The problem:
Could you reproduce, exactly as written, every line from the one containing "Provide the location of every instance of the textured" through the last line of the records, and nothing else?

START Dataset content

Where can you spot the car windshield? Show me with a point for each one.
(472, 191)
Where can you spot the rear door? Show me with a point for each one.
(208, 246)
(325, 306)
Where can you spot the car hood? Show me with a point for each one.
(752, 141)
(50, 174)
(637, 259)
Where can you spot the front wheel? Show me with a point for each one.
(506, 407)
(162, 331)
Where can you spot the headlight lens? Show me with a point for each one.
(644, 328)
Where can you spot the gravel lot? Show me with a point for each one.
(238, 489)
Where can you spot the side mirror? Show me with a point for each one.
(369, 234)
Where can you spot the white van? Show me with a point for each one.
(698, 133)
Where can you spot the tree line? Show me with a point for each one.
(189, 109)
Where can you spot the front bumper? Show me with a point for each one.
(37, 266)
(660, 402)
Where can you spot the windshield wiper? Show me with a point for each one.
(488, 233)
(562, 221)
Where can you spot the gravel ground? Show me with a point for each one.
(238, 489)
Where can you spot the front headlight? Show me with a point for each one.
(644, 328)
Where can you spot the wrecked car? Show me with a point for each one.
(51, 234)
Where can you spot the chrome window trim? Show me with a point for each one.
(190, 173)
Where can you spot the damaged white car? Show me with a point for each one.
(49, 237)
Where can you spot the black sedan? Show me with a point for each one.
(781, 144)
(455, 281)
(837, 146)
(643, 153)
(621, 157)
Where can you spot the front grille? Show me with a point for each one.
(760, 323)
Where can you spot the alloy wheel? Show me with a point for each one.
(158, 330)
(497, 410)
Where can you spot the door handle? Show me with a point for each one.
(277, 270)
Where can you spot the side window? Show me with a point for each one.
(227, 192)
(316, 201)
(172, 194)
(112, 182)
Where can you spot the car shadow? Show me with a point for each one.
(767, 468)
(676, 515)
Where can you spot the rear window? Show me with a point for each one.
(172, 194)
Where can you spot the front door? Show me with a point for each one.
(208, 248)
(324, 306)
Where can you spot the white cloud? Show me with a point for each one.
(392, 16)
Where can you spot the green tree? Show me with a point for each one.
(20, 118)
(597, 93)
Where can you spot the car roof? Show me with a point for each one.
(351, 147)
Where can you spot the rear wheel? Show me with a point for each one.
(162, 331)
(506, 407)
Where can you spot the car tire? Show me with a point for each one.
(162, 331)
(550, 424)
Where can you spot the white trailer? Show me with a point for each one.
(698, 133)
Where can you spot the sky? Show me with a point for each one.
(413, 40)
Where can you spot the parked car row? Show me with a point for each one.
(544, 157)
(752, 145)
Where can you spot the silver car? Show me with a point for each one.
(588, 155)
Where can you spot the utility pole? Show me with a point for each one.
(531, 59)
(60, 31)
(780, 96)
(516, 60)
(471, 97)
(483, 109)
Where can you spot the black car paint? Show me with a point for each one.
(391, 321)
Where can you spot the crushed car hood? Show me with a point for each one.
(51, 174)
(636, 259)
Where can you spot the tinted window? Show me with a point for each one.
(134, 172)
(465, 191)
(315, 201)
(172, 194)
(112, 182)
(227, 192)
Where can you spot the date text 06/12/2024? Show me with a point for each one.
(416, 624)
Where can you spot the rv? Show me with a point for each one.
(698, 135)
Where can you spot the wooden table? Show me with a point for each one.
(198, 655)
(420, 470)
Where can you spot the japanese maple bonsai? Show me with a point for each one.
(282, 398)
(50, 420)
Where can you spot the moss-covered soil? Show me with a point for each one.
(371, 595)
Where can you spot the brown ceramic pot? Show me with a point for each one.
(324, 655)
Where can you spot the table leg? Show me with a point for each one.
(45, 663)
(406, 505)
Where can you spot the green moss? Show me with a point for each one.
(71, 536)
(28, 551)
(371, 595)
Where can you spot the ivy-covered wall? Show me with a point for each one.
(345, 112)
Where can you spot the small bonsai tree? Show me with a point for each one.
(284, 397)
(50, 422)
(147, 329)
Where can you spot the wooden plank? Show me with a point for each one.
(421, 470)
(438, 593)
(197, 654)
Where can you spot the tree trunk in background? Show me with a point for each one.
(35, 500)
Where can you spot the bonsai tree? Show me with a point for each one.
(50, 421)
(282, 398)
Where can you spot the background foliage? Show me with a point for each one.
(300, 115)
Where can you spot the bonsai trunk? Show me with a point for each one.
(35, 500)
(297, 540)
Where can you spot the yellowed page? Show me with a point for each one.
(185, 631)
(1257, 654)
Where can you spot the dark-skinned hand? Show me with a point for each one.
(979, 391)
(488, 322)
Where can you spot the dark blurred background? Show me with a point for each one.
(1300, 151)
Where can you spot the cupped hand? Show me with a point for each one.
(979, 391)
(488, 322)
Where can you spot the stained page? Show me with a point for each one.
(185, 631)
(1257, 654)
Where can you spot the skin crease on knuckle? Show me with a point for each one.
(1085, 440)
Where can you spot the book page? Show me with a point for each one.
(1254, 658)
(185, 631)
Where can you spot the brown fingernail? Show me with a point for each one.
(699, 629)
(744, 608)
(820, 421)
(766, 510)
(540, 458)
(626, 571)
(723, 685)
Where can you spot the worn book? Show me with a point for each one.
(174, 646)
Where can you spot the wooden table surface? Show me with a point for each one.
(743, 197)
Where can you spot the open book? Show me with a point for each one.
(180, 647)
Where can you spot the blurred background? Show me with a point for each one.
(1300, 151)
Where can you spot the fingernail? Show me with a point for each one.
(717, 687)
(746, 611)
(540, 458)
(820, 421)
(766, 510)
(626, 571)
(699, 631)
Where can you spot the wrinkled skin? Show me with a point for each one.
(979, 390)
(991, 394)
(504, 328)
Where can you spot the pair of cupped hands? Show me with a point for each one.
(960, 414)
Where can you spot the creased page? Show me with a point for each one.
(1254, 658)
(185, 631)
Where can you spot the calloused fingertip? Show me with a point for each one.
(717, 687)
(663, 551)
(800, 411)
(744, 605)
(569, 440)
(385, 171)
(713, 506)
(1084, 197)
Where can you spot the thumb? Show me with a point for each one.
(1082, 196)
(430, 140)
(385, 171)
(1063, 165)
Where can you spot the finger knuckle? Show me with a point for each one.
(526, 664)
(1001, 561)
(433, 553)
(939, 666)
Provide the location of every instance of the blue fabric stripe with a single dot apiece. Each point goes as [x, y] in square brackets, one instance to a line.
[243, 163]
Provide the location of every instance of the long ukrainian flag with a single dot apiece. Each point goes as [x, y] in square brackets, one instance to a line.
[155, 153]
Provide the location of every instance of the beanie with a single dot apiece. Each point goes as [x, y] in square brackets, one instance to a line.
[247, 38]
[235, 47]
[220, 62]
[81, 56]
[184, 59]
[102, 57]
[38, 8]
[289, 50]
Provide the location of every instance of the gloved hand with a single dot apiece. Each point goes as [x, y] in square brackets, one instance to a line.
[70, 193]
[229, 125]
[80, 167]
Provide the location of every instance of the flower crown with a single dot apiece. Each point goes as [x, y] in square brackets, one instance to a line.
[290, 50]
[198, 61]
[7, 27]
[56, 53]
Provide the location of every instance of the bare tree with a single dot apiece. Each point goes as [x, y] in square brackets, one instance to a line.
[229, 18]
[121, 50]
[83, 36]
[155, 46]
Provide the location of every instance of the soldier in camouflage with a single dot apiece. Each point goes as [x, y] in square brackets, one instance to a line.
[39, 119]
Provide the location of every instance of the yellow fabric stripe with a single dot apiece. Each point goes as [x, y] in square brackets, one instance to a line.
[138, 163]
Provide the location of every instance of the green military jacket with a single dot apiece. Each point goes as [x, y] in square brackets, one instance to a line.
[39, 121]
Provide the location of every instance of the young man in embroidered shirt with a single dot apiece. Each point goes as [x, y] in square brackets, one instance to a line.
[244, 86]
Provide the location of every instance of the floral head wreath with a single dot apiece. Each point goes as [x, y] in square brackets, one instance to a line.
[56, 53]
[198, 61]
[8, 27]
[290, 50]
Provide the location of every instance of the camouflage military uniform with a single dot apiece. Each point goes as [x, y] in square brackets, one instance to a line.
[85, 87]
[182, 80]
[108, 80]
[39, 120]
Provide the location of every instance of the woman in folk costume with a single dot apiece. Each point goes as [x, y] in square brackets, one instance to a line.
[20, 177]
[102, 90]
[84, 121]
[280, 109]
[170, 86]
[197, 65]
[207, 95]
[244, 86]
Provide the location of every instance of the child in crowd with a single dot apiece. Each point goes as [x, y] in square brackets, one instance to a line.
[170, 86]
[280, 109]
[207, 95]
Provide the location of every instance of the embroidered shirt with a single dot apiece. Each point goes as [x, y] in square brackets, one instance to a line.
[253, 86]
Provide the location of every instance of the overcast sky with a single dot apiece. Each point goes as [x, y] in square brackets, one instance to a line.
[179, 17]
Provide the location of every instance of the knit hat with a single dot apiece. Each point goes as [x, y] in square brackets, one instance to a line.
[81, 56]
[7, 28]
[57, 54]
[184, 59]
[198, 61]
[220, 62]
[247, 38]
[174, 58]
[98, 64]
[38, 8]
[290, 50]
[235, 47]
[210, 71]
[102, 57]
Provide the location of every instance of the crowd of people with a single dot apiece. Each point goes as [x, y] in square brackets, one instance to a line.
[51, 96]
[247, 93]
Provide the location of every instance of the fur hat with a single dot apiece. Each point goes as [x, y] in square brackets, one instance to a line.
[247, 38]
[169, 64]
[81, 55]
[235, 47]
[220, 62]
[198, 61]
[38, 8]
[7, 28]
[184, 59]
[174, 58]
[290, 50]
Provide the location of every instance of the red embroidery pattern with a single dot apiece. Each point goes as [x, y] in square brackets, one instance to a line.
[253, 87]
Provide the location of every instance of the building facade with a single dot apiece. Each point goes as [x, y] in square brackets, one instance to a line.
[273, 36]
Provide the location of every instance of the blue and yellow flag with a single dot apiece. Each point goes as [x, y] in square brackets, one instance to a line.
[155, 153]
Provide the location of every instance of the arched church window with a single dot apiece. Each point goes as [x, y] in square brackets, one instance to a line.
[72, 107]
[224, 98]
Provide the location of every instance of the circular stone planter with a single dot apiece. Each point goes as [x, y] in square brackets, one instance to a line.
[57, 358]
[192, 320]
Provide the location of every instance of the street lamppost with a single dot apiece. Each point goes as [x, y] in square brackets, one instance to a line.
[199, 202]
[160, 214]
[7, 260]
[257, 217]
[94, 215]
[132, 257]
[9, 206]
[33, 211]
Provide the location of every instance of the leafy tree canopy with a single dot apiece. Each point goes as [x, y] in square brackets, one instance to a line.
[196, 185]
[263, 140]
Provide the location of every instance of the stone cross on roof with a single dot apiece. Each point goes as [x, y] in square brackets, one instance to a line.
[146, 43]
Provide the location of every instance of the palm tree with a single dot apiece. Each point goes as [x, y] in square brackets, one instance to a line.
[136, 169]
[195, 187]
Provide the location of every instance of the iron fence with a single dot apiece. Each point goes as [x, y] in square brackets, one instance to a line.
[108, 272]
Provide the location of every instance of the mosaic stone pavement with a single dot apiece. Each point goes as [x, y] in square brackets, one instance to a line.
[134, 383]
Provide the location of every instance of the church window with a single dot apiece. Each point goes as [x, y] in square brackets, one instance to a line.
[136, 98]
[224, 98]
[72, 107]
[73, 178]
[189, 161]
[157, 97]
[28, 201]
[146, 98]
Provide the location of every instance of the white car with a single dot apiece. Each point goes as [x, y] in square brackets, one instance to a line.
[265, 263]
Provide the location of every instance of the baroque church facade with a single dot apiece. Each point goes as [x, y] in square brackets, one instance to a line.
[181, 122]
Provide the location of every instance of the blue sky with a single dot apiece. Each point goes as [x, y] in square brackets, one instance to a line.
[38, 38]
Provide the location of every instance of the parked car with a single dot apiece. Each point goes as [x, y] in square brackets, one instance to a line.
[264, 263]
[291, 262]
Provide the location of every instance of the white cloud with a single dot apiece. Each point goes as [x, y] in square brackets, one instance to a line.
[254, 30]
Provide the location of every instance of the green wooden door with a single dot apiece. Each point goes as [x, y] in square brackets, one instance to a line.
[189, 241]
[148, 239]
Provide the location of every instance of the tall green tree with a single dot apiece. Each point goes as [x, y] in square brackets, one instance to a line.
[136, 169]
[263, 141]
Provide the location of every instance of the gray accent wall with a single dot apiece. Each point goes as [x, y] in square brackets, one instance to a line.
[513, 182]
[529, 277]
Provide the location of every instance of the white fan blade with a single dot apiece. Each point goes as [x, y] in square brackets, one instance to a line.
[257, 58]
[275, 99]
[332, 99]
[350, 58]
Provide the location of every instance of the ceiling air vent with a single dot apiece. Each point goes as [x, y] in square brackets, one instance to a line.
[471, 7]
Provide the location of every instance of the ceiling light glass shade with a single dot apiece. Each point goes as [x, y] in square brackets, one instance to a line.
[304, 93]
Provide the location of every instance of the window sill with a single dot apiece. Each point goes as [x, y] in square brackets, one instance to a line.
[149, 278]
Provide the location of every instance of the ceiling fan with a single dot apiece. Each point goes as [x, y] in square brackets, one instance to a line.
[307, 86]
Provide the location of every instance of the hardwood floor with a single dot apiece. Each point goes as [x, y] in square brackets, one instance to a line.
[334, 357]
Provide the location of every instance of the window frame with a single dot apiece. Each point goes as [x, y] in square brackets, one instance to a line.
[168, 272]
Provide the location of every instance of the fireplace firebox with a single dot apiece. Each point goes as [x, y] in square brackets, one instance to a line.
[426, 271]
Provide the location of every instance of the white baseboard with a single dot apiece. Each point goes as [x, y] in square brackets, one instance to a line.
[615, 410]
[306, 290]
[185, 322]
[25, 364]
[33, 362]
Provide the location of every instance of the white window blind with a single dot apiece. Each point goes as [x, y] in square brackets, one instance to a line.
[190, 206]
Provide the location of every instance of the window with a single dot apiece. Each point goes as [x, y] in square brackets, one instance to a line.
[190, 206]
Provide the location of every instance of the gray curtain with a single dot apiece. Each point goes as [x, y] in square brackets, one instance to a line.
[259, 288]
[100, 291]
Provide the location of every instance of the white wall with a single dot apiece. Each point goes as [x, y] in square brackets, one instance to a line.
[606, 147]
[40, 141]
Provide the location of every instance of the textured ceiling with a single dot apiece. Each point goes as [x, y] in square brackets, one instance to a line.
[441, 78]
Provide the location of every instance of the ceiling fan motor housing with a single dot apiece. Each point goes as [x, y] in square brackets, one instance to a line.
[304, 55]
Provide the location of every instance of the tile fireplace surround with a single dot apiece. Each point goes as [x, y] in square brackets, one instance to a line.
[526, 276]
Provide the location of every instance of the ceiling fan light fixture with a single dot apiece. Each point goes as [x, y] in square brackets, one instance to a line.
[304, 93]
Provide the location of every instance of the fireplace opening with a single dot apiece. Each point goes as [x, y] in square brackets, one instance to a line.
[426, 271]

END Dataset content

Answer below:
Provide the location of every instance of the textured ceiling with a single dot apiece. Each point goes as [x, y] in square brackets, one instance to a line.
[441, 78]
Provide the location of every instance of the ceiling fan motor housing with a single dot apiece. Each point goes as [x, y] in square brackets, one instance to a line.
[304, 55]
Provide the location of every instance of the tile fireplace surround with a single dot apiece. Each point goes as [x, y] in square brackets, one instance to a line.
[526, 276]
Provide the location of every instance of the ceiling fan light fixture with a single dot apiece. Each point goes as [x, y] in square brackets, one instance to a line.
[304, 93]
Provide the location of every instance of the fireplace opening with a single dot apiece. Each point goes as [x, y] in square brackets, one instance to a line.
[426, 271]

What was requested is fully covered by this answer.